The request => Count the lines in the listing below that contain the string "vegetation", and reply with only that number.

Records for this exercise =>
┄┄┄┄┄┄┄┄┄┄

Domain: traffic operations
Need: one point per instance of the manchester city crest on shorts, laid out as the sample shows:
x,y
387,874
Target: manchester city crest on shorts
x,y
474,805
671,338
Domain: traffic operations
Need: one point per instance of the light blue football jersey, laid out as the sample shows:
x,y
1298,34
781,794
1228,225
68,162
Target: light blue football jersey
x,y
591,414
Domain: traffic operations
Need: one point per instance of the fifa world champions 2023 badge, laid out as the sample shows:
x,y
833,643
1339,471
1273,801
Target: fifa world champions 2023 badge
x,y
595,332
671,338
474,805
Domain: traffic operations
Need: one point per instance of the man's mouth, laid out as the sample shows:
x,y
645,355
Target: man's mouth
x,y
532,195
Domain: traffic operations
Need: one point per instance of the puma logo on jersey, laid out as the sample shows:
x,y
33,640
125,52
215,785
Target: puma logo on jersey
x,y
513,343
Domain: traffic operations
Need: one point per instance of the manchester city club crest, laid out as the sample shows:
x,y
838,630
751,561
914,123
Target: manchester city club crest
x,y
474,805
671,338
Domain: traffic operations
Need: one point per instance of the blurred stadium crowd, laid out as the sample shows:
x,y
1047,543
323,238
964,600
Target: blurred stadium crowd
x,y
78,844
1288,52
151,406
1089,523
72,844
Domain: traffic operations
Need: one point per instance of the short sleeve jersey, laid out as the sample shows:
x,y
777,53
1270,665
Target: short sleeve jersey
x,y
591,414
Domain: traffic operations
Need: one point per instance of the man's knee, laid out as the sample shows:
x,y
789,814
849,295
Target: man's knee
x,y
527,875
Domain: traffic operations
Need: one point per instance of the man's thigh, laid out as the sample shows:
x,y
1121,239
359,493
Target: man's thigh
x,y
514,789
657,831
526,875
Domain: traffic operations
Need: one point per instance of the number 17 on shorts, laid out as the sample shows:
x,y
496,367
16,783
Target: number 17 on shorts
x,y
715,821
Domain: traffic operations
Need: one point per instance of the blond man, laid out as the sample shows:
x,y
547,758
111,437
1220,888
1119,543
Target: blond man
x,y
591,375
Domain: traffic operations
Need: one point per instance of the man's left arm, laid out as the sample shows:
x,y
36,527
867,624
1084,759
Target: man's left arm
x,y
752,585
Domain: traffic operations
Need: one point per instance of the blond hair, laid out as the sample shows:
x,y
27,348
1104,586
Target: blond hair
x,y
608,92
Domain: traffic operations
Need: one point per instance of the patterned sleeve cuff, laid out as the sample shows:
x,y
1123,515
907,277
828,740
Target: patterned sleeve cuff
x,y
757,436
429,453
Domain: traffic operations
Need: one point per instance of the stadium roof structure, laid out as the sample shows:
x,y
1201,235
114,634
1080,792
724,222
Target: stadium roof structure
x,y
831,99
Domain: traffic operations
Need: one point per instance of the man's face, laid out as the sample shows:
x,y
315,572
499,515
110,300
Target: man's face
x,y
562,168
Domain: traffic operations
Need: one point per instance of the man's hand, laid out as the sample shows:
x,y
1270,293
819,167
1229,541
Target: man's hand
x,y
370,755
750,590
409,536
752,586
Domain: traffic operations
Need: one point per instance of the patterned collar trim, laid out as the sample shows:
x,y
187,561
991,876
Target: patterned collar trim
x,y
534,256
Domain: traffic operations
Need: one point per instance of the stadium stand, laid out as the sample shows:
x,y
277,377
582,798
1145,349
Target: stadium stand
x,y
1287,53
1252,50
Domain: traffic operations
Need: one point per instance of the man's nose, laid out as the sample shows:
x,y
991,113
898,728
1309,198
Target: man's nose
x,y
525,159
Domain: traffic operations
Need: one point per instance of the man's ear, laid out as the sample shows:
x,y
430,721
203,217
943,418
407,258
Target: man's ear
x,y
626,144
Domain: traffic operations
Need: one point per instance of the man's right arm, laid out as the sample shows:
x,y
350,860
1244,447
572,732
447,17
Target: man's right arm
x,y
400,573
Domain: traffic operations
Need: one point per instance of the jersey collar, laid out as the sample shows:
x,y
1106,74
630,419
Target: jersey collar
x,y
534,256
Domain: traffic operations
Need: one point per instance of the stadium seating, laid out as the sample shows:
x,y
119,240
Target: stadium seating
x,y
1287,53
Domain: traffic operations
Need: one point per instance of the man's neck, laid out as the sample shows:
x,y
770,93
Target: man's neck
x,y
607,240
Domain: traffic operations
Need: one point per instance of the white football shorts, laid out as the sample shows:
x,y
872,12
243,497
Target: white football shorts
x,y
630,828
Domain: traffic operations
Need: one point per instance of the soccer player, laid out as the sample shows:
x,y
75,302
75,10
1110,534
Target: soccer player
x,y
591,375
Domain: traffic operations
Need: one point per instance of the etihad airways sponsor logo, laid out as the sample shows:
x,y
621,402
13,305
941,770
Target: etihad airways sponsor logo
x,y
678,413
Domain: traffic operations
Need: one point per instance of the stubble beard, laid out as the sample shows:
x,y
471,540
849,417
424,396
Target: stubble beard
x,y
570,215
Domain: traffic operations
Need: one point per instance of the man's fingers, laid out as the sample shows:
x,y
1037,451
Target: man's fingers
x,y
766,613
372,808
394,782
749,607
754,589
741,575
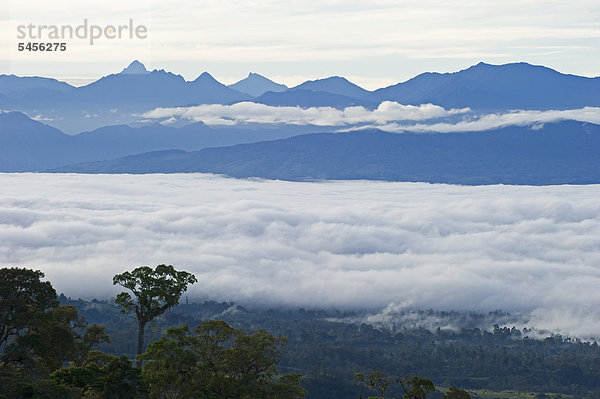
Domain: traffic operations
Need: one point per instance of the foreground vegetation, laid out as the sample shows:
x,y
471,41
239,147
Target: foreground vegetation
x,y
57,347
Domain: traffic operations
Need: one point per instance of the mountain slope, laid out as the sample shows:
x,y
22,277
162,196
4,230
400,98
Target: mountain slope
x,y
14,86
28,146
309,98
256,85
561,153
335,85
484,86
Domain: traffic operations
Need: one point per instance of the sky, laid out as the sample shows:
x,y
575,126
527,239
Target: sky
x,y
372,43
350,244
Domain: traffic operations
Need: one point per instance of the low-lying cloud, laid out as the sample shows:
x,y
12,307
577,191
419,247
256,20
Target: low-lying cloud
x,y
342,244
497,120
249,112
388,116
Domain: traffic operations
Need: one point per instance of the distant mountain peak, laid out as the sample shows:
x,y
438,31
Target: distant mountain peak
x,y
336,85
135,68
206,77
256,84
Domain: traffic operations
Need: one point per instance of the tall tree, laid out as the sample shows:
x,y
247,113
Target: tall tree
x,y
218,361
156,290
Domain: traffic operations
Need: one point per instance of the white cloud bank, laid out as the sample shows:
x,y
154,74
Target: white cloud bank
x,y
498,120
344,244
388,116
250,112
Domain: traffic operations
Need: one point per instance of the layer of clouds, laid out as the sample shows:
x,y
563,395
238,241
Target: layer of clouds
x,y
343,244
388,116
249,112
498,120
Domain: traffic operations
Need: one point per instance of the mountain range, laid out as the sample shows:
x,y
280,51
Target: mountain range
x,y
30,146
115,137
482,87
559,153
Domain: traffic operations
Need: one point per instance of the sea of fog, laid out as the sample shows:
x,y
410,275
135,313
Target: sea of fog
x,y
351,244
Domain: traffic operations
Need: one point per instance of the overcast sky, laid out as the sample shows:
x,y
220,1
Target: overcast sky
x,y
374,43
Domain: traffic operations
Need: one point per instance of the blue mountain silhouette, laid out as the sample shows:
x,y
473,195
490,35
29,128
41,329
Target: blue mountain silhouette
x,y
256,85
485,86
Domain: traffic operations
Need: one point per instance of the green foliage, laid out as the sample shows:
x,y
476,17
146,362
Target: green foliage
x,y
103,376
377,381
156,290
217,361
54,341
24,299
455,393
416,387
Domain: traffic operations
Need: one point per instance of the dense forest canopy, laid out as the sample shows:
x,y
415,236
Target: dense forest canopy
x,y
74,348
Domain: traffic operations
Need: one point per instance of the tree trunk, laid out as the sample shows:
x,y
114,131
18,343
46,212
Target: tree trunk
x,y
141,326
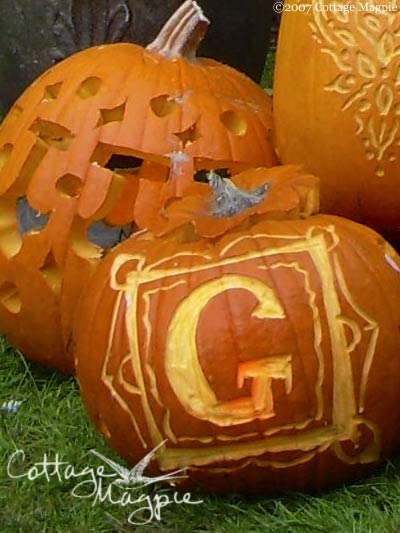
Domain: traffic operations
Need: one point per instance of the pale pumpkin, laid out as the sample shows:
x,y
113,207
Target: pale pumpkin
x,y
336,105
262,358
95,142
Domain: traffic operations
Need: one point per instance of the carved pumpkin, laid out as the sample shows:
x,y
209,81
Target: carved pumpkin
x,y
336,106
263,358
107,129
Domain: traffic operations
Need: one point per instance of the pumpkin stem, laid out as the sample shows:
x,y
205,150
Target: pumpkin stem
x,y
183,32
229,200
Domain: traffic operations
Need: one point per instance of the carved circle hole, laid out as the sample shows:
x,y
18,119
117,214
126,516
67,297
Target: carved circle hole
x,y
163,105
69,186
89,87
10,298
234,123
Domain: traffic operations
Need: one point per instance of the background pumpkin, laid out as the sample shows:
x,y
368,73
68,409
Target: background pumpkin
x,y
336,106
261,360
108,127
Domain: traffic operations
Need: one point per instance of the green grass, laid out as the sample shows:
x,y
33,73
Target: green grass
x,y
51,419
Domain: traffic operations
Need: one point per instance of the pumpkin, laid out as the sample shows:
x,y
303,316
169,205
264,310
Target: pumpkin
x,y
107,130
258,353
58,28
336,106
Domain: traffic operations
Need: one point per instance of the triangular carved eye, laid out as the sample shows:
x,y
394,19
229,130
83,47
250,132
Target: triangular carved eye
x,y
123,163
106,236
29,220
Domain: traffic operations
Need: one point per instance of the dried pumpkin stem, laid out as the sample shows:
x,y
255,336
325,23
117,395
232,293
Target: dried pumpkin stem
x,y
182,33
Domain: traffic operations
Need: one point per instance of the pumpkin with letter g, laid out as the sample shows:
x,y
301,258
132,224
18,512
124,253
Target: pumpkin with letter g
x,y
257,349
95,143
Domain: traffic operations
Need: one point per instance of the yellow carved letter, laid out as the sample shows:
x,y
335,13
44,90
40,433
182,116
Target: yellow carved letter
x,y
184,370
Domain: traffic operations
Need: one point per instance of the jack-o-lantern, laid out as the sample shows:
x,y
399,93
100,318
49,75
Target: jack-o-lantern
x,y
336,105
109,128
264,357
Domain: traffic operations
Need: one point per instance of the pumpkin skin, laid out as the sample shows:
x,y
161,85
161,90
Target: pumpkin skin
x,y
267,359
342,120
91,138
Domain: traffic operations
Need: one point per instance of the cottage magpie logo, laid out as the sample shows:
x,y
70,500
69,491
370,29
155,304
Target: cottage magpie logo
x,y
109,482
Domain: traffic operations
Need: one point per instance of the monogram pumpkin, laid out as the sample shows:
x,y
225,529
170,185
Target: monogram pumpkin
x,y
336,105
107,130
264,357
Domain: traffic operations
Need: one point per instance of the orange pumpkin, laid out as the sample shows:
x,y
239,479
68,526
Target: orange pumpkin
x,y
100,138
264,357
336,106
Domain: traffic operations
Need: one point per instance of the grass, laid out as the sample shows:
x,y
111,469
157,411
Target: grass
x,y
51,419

┄┄┄┄┄┄┄┄┄┄

Response => 2